Pregnancy in the Time of COVID-19

With the world being confronted with another corona virus, many pregnant patients are eager to learn about any virus-related risks during pregnancy.

Thomas Van Geem, MD—a board-certified OB/GYN since 1989 who has performed more than 20,000 obstetrical and gynecologic cases—offers the following facts to help educate women who are pregnant during these unprecedented times.

The corona virus disease—known as SARS, coV-2—was named because its sequence is markedly similar to a worldwide outbreak of SARS in 2002 to 2003.

Signs & Symptoms

The signs and symptoms of COVID-19 are similar in pregnant patients relative to the general population at large. Fever occurs in approximately 84%, cough between 59% to 82%, fatigue 44% to 70%, anorexia 40% to 84%, shortness of breath 31% to 40%, sputum production 28% to 33% and muscle aches up to 35%. Many patients are asymptomatic or pre-symptomatic. Laboratory findings with this disorder include lymphopenia, which implies the low lymphocyte count; prolonged PT, which is a prolongation of clotting time; and elevated lactate dehydrogenase (LDH). CT scans of the chest will reveal patchy shadow changes or ground glass opacities.

> TASKS FOR THIS EXERCISE:
• a. According to the article about pregnancy and COVID-19, in approximately what percentage of pregnant patients does fever occur?
• b. Return the passage of the article about pregnancy and COVID-19 starting at "Pregnancy in the" and ending at "2002 to 2003.".
Rely only on the article about pregnancy and COVID-19 when responding.

> INPUT DATA:
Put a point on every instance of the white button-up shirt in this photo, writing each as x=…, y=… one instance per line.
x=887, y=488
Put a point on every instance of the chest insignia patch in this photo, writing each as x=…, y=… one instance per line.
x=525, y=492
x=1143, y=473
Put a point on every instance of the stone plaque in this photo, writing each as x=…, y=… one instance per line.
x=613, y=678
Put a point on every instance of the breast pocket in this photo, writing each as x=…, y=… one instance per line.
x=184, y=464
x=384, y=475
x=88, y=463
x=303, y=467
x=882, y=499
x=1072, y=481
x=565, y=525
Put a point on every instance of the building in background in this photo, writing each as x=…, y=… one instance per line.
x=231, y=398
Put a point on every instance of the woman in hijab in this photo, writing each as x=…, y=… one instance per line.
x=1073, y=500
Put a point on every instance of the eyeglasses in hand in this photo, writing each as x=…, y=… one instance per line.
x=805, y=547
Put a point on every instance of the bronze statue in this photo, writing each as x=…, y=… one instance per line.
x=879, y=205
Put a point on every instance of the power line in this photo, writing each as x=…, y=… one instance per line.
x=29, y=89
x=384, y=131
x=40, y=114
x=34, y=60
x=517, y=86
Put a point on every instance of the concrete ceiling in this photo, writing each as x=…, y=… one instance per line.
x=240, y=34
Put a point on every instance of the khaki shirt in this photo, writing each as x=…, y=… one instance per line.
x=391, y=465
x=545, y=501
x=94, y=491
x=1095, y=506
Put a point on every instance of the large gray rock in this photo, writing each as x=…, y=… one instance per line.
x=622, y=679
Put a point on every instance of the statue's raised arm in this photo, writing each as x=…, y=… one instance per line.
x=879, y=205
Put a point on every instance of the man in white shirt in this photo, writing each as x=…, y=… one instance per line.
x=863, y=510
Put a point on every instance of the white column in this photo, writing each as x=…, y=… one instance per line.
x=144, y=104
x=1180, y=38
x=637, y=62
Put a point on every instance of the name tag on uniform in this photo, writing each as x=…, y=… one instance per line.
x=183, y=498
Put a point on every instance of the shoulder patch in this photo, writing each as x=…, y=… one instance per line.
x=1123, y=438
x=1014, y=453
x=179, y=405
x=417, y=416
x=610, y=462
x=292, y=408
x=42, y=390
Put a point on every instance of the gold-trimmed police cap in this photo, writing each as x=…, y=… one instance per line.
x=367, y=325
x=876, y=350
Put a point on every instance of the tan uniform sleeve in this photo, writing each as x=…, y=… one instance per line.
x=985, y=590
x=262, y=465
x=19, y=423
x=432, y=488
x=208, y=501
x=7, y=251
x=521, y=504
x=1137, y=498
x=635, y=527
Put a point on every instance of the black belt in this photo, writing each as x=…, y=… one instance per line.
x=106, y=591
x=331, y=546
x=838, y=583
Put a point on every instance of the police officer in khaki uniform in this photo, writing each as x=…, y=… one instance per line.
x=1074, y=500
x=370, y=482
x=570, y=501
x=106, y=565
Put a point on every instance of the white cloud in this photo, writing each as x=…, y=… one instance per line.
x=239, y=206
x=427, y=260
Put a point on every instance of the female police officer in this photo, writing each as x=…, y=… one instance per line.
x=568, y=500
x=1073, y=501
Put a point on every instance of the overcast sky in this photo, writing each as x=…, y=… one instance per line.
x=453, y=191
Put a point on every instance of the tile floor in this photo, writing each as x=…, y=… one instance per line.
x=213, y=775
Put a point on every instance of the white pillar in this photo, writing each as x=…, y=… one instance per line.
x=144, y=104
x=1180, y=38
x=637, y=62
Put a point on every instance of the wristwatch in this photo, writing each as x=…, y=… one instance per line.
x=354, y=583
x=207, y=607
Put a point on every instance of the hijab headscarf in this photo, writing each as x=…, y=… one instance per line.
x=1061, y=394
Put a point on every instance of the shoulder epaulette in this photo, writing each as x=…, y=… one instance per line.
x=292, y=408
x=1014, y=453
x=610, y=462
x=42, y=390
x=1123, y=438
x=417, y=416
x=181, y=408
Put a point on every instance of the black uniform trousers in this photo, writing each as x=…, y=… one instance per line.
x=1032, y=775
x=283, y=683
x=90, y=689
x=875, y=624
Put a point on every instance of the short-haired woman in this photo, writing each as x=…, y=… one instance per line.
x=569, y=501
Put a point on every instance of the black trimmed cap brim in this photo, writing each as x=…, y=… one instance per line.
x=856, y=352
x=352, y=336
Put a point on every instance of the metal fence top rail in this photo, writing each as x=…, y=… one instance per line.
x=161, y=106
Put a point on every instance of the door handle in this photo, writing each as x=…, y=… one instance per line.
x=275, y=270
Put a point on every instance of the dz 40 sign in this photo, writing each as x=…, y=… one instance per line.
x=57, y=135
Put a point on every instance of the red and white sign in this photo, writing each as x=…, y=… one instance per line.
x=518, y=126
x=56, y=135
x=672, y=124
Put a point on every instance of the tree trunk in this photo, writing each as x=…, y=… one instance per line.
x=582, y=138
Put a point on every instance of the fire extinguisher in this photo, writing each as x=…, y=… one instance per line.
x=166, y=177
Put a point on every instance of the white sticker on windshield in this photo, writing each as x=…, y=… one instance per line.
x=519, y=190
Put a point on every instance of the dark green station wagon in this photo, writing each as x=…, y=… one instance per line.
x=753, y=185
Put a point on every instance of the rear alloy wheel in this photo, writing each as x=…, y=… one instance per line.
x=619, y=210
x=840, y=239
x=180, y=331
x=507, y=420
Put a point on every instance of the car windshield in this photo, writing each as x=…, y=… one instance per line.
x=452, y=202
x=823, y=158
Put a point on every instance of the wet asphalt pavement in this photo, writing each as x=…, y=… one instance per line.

> RESULTS IN ORDER:
• a. Approximately 84%.

• b.
Pregnancy in the Time of COVID-19

With the world being confronted with another corona virus, many pregnant patients are eager to learn about any virus-related risks during pregnancy.

Thomas Van Geem, MD—a board-certified OB/GYN since 1989 who has performed more than 20,000 obstetrical and gynecologic cases—offers the following facts to help educate women who are pregnant during these unprecedented times.

The corona virus disease—known as SARS, coV-2—was named because its sequence is markedly similar to a worldwide outbreak of SARS in 2002 to 2003.